_EXERCISE GOAL_
Rescale the lines starting at the one containing "Could you please spot the riverbank" and ending at the one containing "Could you please spot the large" by writing them out again, requests included, with every coordinate in the answers multiplied by 1.75 and rounded to a whole number, halves rounded up. Give only those lines, and leave the pictures out.

_THE RECORDS_
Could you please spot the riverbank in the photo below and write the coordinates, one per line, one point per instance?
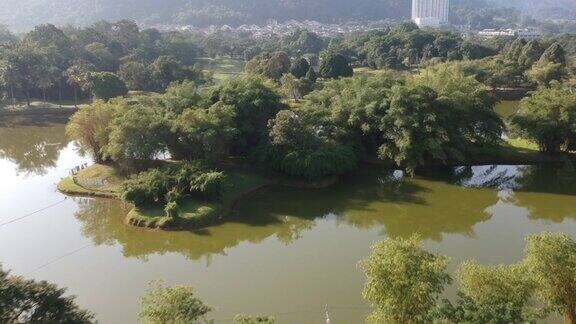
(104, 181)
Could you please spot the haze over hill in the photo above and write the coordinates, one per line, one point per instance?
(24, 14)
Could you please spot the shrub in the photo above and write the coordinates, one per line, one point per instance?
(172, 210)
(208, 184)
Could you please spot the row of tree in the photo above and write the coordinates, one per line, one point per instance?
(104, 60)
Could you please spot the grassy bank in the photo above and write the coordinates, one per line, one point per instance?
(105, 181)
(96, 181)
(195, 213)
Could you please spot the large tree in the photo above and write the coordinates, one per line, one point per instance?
--
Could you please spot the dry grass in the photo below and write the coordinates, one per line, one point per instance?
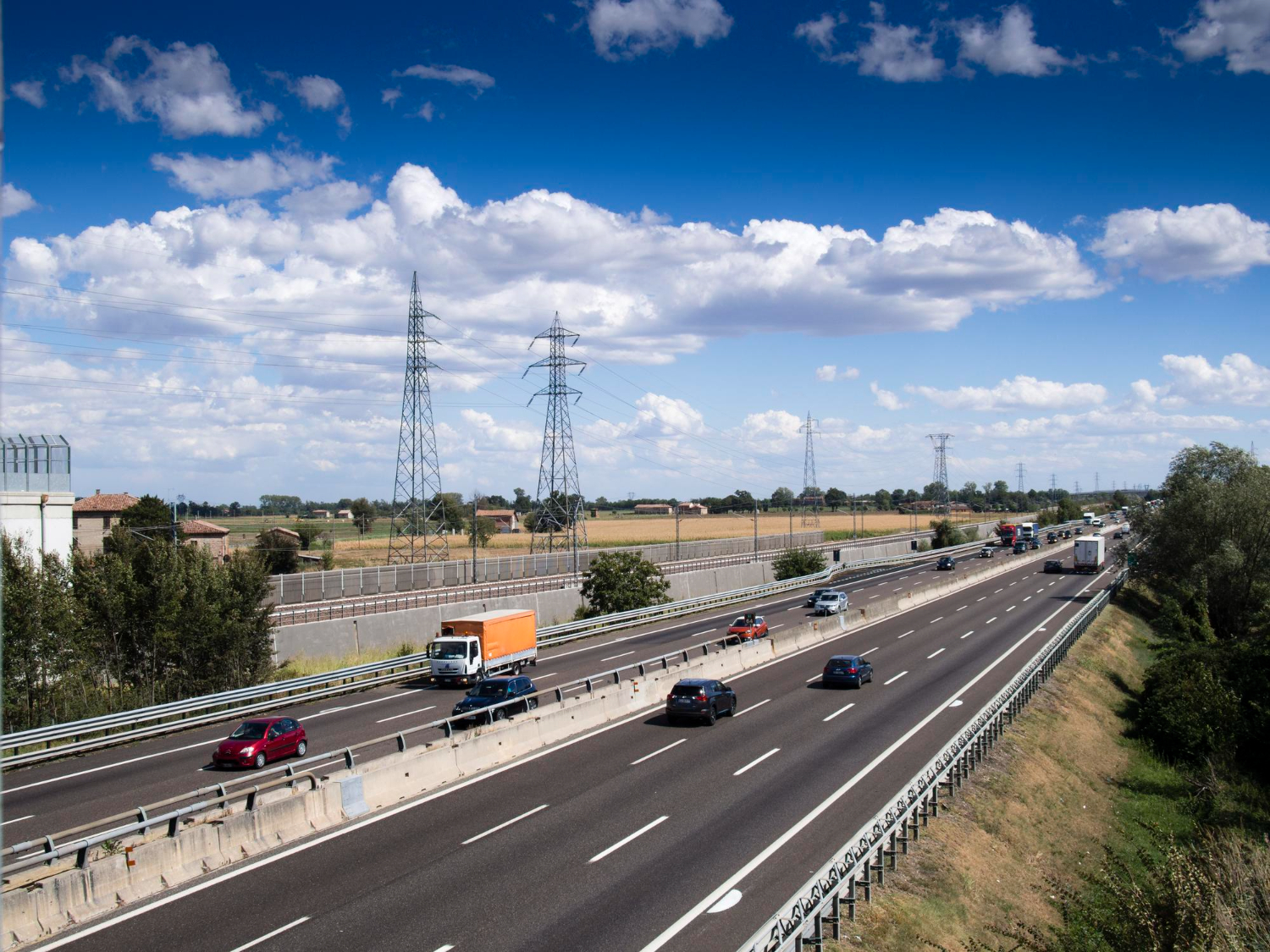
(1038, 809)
* * *
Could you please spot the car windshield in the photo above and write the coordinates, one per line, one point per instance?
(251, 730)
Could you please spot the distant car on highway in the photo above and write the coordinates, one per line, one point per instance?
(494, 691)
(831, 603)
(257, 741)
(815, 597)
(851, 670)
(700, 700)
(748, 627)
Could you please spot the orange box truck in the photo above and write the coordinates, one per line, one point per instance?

_RESPONSE_
Could you please spot the riverbank in the photo below and write the coordinates, one per line, one point per instance?
(182, 317)
Could you please spot the haze over hill in the photo above and write the coordinates, one per line, one point per instance?
(42, 25)
Could you please spot the shrub in the photo above and write the coordinates, one per line, one point per instance?
(301, 368)
(364, 322)
Could you please spot the row of tree in the photo above and write the coordinates, one per line, one point per instance?
(182, 105)
Could you please spot the grassy bank in the photo above and write the coordinates, one per line, one point per instance?
(184, 317)
(168, 317)
(341, 373)
Could you please spot the large tree in the photo above and write the coordinates, one per line, one point per instance?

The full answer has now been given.